(Object pointing dataset rows)
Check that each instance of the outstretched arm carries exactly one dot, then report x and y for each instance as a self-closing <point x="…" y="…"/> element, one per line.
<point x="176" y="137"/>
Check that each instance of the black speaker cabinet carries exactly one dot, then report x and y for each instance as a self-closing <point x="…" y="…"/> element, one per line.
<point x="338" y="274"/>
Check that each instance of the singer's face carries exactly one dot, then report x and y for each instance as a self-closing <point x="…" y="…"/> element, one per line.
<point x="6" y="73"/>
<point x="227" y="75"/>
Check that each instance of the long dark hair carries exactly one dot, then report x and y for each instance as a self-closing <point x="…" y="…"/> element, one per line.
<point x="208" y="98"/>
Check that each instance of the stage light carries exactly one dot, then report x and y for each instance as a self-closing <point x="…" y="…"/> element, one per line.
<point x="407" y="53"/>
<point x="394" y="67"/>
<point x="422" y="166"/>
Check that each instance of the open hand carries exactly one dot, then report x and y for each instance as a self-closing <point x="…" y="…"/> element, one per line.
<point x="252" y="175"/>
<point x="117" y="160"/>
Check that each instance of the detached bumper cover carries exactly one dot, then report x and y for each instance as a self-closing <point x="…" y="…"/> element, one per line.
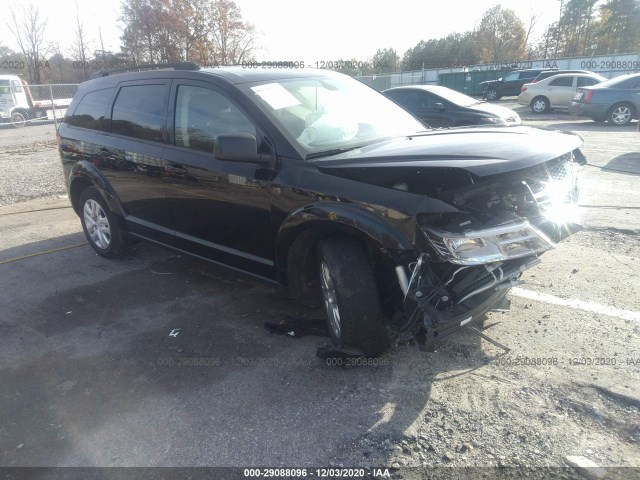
<point x="430" y="336"/>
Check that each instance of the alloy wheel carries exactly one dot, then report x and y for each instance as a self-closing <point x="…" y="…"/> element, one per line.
<point x="330" y="299"/>
<point x="97" y="224"/>
<point x="621" y="115"/>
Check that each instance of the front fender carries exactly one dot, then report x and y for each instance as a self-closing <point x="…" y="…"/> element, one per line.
<point x="347" y="217"/>
<point x="83" y="172"/>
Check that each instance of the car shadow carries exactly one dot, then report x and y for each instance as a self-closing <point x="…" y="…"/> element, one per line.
<point x="625" y="163"/>
<point x="164" y="360"/>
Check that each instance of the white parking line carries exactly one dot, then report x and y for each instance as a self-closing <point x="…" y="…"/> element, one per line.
<point x="577" y="304"/>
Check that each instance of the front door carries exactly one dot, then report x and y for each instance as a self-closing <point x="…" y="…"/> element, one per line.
<point x="221" y="210"/>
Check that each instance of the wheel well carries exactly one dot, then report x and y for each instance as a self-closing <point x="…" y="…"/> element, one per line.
<point x="539" y="97"/>
<point x="78" y="185"/>
<point x="299" y="270"/>
<point x="619" y="104"/>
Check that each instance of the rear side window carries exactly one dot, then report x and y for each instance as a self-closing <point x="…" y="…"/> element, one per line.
<point x="528" y="74"/>
<point x="586" y="82"/>
<point x="139" y="112"/>
<point x="561" y="82"/>
<point x="91" y="110"/>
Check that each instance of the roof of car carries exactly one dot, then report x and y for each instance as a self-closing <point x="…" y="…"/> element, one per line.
<point x="232" y="74"/>
<point x="429" y="88"/>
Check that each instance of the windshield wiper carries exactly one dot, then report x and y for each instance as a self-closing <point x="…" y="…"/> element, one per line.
<point x="328" y="153"/>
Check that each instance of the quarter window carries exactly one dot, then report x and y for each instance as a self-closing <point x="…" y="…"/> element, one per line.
<point x="139" y="112"/>
<point x="561" y="82"/>
<point x="202" y="114"/>
<point x="91" y="111"/>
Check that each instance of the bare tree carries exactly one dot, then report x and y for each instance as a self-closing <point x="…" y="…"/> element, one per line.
<point x="29" y="34"/>
<point x="234" y="38"/>
<point x="533" y="20"/>
<point x="80" y="46"/>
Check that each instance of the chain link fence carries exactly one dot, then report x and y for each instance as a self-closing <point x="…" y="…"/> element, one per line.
<point x="23" y="105"/>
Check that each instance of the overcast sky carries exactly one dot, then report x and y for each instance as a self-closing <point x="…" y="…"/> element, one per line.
<point x="313" y="31"/>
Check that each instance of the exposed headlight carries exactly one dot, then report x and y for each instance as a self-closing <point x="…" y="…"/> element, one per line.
<point x="490" y="245"/>
<point x="492" y="120"/>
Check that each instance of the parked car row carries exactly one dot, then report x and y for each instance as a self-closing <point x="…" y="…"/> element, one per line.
<point x="439" y="106"/>
<point x="616" y="101"/>
<point x="583" y="93"/>
<point x="555" y="91"/>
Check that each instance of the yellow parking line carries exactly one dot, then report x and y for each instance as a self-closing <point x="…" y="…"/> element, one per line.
<point x="9" y="260"/>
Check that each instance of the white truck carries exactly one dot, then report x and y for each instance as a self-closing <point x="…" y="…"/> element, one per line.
<point x="17" y="105"/>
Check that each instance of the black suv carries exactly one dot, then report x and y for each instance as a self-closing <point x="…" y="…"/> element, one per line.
<point x="311" y="179"/>
<point x="510" y="84"/>
<point x="551" y="73"/>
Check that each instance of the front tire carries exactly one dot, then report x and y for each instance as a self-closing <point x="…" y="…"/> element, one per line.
<point x="100" y="224"/>
<point x="18" y="119"/>
<point x="620" y="114"/>
<point x="539" y="105"/>
<point x="350" y="294"/>
<point x="491" y="94"/>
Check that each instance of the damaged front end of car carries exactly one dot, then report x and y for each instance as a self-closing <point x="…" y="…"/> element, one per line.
<point x="467" y="261"/>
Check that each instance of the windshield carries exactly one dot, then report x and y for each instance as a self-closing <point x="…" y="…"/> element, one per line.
<point x="331" y="114"/>
<point x="454" y="97"/>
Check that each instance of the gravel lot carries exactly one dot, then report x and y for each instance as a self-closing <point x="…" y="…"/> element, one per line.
<point x="29" y="164"/>
<point x="83" y="383"/>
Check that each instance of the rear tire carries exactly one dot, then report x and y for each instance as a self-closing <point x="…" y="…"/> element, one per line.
<point x="350" y="294"/>
<point x="620" y="114"/>
<point x="100" y="225"/>
<point x="539" y="105"/>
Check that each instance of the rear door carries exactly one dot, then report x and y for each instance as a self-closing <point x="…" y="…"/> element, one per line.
<point x="561" y="90"/>
<point x="130" y="156"/>
<point x="221" y="209"/>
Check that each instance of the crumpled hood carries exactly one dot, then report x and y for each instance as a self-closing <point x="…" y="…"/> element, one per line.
<point x="496" y="110"/>
<point x="481" y="150"/>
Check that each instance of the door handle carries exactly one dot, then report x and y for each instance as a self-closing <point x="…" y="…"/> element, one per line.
<point x="177" y="169"/>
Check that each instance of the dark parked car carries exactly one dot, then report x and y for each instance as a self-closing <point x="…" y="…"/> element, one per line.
<point x="510" y="84"/>
<point x="551" y="73"/>
<point x="311" y="179"/>
<point x="617" y="100"/>
<point x="442" y="107"/>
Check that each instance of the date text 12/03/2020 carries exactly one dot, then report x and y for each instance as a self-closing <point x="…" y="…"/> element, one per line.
<point x="319" y="64"/>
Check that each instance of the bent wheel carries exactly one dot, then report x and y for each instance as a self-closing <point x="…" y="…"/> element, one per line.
<point x="351" y="297"/>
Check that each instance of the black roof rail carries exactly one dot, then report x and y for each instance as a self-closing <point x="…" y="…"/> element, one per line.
<point x="149" y="66"/>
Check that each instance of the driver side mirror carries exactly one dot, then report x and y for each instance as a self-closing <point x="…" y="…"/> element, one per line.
<point x="238" y="147"/>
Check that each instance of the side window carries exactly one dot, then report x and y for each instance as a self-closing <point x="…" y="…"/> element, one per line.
<point x="586" y="82"/>
<point x="415" y="100"/>
<point x="561" y="82"/>
<point x="91" y="110"/>
<point x="202" y="114"/>
<point x="139" y="112"/>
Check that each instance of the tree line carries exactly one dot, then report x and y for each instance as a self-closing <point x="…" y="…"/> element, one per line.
<point x="213" y="32"/>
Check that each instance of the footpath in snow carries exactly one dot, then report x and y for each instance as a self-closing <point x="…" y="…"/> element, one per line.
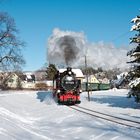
<point x="34" y="115"/>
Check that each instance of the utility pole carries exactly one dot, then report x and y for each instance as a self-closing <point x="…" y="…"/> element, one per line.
<point x="87" y="78"/>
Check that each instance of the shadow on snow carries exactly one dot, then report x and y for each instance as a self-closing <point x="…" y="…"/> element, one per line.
<point x="118" y="101"/>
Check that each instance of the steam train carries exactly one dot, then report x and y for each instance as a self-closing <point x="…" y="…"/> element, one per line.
<point x="67" y="87"/>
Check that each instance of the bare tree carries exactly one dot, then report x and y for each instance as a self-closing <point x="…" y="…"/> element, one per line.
<point x="10" y="44"/>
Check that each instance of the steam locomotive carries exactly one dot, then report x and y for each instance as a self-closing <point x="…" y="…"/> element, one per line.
<point x="67" y="87"/>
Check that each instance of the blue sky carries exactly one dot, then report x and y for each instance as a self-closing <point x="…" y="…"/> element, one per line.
<point x="100" y="20"/>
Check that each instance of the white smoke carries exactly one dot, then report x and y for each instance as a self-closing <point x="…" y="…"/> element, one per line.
<point x="100" y="54"/>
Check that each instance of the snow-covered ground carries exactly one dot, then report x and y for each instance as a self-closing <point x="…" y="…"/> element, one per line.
<point x="34" y="115"/>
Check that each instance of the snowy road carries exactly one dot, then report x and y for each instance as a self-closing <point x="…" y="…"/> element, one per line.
<point x="32" y="115"/>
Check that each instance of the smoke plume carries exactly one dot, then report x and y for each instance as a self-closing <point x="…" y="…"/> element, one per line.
<point x="67" y="48"/>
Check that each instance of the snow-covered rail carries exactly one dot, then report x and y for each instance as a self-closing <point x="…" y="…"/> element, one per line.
<point x="110" y="118"/>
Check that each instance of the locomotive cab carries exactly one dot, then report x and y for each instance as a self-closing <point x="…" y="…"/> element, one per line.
<point x="67" y="87"/>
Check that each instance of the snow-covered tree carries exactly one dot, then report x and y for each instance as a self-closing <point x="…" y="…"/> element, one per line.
<point x="135" y="60"/>
<point x="10" y="44"/>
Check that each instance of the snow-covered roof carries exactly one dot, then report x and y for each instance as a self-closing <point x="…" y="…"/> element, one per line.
<point x="78" y="72"/>
<point x="134" y="83"/>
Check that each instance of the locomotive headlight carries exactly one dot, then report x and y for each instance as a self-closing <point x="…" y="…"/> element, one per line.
<point x="69" y="78"/>
<point x="69" y="72"/>
<point x="58" y="91"/>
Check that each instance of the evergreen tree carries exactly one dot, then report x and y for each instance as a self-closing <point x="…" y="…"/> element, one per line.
<point x="135" y="61"/>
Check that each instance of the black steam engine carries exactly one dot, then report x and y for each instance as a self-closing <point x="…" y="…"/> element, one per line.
<point x="67" y="87"/>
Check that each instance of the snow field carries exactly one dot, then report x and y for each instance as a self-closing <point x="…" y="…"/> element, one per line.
<point x="35" y="115"/>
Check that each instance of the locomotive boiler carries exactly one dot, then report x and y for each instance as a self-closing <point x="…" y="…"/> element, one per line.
<point x="67" y="87"/>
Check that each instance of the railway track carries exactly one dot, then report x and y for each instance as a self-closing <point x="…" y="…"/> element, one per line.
<point x="107" y="117"/>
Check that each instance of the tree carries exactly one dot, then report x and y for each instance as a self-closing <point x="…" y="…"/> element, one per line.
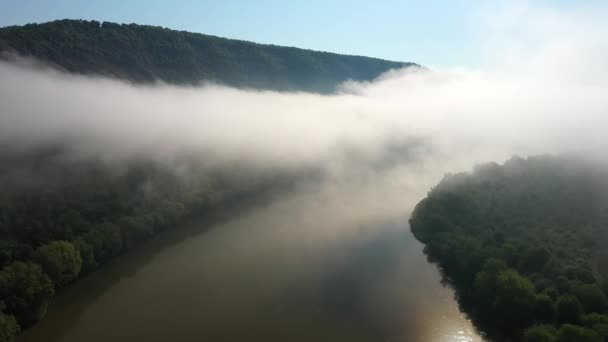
<point x="540" y="333"/>
<point x="60" y="260"/>
<point x="591" y="297"/>
<point x="515" y="296"/>
<point x="544" y="310"/>
<point x="575" y="333"/>
<point x="86" y="254"/>
<point x="8" y="328"/>
<point x="25" y="289"/>
<point x="569" y="309"/>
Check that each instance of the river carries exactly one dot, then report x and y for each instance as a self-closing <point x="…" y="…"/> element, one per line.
<point x="331" y="265"/>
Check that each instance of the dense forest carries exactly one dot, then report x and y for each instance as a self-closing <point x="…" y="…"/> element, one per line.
<point x="148" y="53"/>
<point x="523" y="244"/>
<point x="62" y="217"/>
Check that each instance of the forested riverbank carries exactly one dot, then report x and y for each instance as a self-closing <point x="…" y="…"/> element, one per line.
<point x="62" y="217"/>
<point x="523" y="245"/>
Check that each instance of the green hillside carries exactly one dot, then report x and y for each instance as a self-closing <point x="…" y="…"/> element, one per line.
<point x="146" y="53"/>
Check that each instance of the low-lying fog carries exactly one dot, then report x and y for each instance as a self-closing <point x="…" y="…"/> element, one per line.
<point x="542" y="88"/>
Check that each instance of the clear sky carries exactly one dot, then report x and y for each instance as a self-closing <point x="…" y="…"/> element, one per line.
<point x="432" y="32"/>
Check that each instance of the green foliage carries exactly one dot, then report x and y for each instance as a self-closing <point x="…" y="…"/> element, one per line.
<point x="71" y="216"/>
<point x="574" y="333"/>
<point x="8" y="328"/>
<point x="522" y="243"/>
<point x="540" y="333"/>
<point x="60" y="260"/>
<point x="25" y="290"/>
<point x="148" y="53"/>
<point x="569" y="309"/>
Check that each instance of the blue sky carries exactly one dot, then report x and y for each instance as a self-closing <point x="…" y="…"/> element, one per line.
<point x="434" y="33"/>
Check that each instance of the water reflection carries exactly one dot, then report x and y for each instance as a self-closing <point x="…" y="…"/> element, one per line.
<point x="308" y="267"/>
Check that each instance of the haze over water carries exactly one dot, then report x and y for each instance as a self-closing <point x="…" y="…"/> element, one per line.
<point x="300" y="267"/>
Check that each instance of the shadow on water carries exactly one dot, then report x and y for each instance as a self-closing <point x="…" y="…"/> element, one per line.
<point x="66" y="308"/>
<point x="286" y="265"/>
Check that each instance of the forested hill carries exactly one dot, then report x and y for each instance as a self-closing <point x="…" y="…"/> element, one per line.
<point x="524" y="245"/>
<point x="146" y="53"/>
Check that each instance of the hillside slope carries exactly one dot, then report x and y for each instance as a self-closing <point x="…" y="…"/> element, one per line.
<point x="146" y="53"/>
<point x="523" y="244"/>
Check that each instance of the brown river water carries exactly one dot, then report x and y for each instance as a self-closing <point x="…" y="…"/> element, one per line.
<point x="337" y="264"/>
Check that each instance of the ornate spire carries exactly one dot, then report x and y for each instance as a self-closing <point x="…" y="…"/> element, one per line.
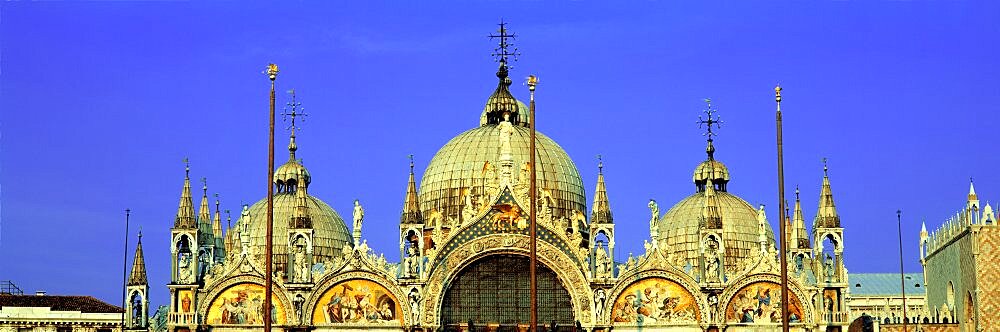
<point x="217" y="219"/>
<point x="800" y="238"/>
<point x="502" y="101"/>
<point x="204" y="216"/>
<point x="710" y="210"/>
<point x="300" y="217"/>
<point x="185" y="210"/>
<point x="138" y="275"/>
<point x="220" y="247"/>
<point x="296" y="111"/>
<point x="411" y="206"/>
<point x="708" y="122"/>
<point x="972" y="191"/>
<point x="602" y="207"/>
<point x="826" y="214"/>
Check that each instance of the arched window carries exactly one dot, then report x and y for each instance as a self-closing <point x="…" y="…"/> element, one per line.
<point x="495" y="289"/>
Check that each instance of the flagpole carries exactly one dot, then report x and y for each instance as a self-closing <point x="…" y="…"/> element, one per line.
<point x="272" y="73"/>
<point x="125" y="267"/>
<point x="533" y="201"/>
<point x="781" y="222"/>
<point x="902" y="281"/>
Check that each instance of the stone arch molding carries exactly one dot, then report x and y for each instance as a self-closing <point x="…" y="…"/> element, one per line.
<point x="793" y="287"/>
<point x="564" y="267"/>
<point x="332" y="280"/>
<point x="280" y="293"/>
<point x="684" y="280"/>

**WRITTEN TASK:** Update the listing from the line with "Check that each instance of the brown" through the end of the listing, replacing every "exactly one dot" with "a single dot" and leaving everything else unchanged. Omit the pictures from your answer.

**IN RESPONSE:**
Check that each instance of the brown river water carries a single dot, then report x and y for each instance as a self-closing <point x="…" y="…"/> element, one per line.
<point x="337" y="264"/>
Check that each instance of the ornate spire carries a single dot, then report x and y for each instance as a self-closing <point x="…" y="…"/> element, one per line.
<point x="217" y="219"/>
<point x="800" y="238"/>
<point x="502" y="101"/>
<point x="204" y="216"/>
<point x="710" y="210"/>
<point x="300" y="217"/>
<point x="185" y="210"/>
<point x="138" y="275"/>
<point x="220" y="247"/>
<point x="296" y="111"/>
<point x="411" y="206"/>
<point x="708" y="122"/>
<point x="972" y="191"/>
<point x="602" y="207"/>
<point x="826" y="214"/>
Check that each instance of the arched window carries a single dot, then report x and y for each instance as a self-closing <point x="…" y="…"/> element, one per line.
<point x="495" y="289"/>
Check that each instance of the flagpole carries a single dot, then report x and y for each instance as a self-closing <point x="…" y="…"/> element, one per line.
<point x="272" y="73"/>
<point x="125" y="267"/>
<point x="533" y="201"/>
<point x="781" y="222"/>
<point x="902" y="281"/>
Check that each instance of the stone arch molding carries a single dot, then report x and y for each instance as a self-closing <point x="…" y="…"/> element, one per line.
<point x="793" y="287"/>
<point x="564" y="267"/>
<point x="332" y="280"/>
<point x="280" y="293"/>
<point x="684" y="280"/>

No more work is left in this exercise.